***** AVAILABLE RECORDS

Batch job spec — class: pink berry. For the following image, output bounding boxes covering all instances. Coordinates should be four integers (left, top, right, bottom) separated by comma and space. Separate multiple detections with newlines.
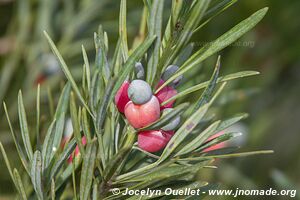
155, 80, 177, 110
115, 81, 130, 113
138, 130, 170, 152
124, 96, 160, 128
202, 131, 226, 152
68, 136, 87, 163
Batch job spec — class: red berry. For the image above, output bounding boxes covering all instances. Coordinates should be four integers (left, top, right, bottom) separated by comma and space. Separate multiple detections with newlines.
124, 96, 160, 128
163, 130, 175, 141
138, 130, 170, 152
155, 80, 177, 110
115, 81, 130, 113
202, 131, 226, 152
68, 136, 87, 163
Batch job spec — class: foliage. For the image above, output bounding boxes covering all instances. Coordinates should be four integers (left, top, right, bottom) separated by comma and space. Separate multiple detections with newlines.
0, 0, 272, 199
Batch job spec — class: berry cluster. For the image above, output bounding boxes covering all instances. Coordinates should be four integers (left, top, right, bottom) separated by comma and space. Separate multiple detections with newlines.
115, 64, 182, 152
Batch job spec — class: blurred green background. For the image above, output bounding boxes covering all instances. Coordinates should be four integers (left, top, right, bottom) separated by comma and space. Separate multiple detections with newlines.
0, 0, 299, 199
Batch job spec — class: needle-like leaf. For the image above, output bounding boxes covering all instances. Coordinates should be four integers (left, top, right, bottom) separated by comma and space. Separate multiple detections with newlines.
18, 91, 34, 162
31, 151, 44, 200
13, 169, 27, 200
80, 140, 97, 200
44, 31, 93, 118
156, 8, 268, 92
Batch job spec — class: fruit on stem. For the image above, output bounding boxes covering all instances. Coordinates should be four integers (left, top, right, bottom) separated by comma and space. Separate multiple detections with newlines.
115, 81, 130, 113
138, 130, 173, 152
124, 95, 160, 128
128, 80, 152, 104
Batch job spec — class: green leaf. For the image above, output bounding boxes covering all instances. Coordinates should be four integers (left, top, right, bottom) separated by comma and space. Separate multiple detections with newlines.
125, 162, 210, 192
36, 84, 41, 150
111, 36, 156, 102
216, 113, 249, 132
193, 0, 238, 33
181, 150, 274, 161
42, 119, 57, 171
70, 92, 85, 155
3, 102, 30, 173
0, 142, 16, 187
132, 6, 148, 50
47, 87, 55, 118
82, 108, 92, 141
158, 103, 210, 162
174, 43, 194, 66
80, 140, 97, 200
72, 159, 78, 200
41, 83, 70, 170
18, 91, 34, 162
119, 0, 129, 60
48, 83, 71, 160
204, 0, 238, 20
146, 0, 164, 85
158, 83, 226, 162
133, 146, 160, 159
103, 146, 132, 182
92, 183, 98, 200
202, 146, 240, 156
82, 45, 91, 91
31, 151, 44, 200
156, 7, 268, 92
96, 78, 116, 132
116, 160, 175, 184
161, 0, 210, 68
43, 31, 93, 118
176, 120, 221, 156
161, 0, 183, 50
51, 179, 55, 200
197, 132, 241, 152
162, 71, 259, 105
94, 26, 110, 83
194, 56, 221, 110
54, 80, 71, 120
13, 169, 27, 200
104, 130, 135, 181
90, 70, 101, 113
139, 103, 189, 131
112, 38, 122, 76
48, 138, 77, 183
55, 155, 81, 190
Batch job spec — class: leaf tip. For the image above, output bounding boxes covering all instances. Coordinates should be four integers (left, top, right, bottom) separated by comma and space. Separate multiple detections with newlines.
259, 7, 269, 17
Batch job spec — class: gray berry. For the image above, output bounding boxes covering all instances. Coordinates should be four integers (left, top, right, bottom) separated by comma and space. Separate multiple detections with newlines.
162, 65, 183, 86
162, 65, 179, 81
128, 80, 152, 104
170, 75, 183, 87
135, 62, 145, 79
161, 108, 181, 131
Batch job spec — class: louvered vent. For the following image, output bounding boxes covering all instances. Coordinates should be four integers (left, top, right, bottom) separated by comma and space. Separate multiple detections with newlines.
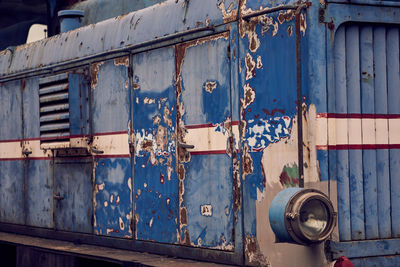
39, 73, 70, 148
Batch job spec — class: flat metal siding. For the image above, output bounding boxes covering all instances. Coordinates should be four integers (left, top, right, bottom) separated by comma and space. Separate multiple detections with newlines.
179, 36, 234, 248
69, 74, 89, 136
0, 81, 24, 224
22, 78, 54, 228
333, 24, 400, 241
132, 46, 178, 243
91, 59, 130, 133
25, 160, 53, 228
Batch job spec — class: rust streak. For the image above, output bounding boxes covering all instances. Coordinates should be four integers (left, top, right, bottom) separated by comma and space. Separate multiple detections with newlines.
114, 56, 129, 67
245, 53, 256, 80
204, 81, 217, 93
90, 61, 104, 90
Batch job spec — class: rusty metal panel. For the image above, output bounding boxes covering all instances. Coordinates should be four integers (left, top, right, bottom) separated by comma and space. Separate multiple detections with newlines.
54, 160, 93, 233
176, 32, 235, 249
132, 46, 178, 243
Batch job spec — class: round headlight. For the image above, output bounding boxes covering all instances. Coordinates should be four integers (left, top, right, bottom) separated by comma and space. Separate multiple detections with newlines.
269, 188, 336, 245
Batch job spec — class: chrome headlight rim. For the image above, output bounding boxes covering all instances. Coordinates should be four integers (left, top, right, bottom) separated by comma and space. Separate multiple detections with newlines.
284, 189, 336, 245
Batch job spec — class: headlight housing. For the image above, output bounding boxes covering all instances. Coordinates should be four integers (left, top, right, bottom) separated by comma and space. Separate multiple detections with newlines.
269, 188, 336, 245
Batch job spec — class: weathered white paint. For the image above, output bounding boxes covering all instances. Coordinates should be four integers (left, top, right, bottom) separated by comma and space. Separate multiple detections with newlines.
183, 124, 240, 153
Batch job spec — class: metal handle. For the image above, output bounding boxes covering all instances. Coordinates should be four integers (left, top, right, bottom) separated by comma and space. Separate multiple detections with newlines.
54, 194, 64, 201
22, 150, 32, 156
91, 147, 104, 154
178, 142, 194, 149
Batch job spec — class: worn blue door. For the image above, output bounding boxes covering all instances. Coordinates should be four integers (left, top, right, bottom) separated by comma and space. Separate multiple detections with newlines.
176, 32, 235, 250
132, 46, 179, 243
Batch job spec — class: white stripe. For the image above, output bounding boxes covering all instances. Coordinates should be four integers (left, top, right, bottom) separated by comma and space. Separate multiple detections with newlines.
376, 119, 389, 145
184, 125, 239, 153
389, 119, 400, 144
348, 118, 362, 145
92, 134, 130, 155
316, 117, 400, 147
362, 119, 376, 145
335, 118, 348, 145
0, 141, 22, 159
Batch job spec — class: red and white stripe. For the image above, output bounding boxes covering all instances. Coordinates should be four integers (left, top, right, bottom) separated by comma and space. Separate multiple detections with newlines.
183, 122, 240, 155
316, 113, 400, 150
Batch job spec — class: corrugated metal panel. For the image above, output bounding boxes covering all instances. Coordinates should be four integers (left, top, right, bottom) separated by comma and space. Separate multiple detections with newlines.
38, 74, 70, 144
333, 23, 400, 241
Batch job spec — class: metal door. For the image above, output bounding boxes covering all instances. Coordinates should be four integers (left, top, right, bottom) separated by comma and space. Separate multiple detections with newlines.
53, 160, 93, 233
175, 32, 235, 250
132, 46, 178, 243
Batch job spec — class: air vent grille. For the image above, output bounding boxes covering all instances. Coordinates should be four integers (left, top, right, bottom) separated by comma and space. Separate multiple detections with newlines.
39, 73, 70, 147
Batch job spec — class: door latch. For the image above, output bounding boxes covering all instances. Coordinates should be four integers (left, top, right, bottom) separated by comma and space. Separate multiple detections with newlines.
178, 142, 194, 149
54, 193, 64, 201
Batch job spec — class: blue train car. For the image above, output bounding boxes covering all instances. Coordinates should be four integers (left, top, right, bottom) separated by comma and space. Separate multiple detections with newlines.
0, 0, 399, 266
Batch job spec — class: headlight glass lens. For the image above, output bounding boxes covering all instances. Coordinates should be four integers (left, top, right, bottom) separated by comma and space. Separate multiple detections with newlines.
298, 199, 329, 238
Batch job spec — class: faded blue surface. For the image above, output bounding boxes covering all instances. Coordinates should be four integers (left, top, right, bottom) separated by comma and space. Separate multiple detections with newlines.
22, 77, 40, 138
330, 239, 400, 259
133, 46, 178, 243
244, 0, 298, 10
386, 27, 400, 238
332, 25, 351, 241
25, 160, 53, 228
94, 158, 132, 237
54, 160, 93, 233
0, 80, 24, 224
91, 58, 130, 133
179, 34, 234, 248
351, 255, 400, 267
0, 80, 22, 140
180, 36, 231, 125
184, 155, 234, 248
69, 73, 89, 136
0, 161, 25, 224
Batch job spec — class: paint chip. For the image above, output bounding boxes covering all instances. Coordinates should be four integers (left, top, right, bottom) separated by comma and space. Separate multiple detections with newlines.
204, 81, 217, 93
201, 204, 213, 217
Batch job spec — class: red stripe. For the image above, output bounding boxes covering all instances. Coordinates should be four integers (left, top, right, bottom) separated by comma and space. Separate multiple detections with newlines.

**********

WORK REQUIRED
What you return should match, exactly, the stretch of the listing above that runs from the line with "Batch job spec — class: blue" to its last line.

REPLY TO THE EXERCISE
Batch job spec — class: blue train car. For the image above, output bounding boxes covering all instances. Coordinates should be four integers (left, top, right, bottom) separated by comma and space. Separate multiple detections with newlines.
0, 0, 399, 266
Batch job spec — class: headlight glass lens. For the image above, output bounding boxes covering all instances. Coordinates should be four integers (left, top, right, bottom) separated by comma and space. Separate multiple detections with newlines.
298, 199, 329, 238
Batch job spec — class: faded blue surface. For the image above, output bounding boxes covering all instances. Coordinates should be four integers (left, top, right, bottom) separated by comma and space. Separate multiple detections with newlines.
22, 77, 40, 138
330, 239, 400, 259
133, 46, 178, 243
244, 0, 298, 10
386, 27, 400, 238
332, 25, 351, 241
25, 160, 53, 228
94, 158, 132, 237
54, 160, 93, 233
0, 80, 24, 224
91, 58, 130, 133
179, 34, 234, 248
351, 255, 400, 267
0, 80, 22, 140
180, 36, 231, 125
184, 155, 234, 248
69, 73, 89, 136
0, 161, 25, 224
Batch job spec — class: paint chip. For the image above, output bounding boxes covering all instances. Coordinates should be four integers (left, top, right, bottom) separated by comma and space. Separate multiple detections with newlines.
204, 81, 217, 93
201, 204, 213, 217
Batch job spec — class: red stripe. For the image above, output bounding boxes covering all instances. Coordinates should be four integers (left, top, right, bottom) separated by comma and space. Separate multiple detections with newlines.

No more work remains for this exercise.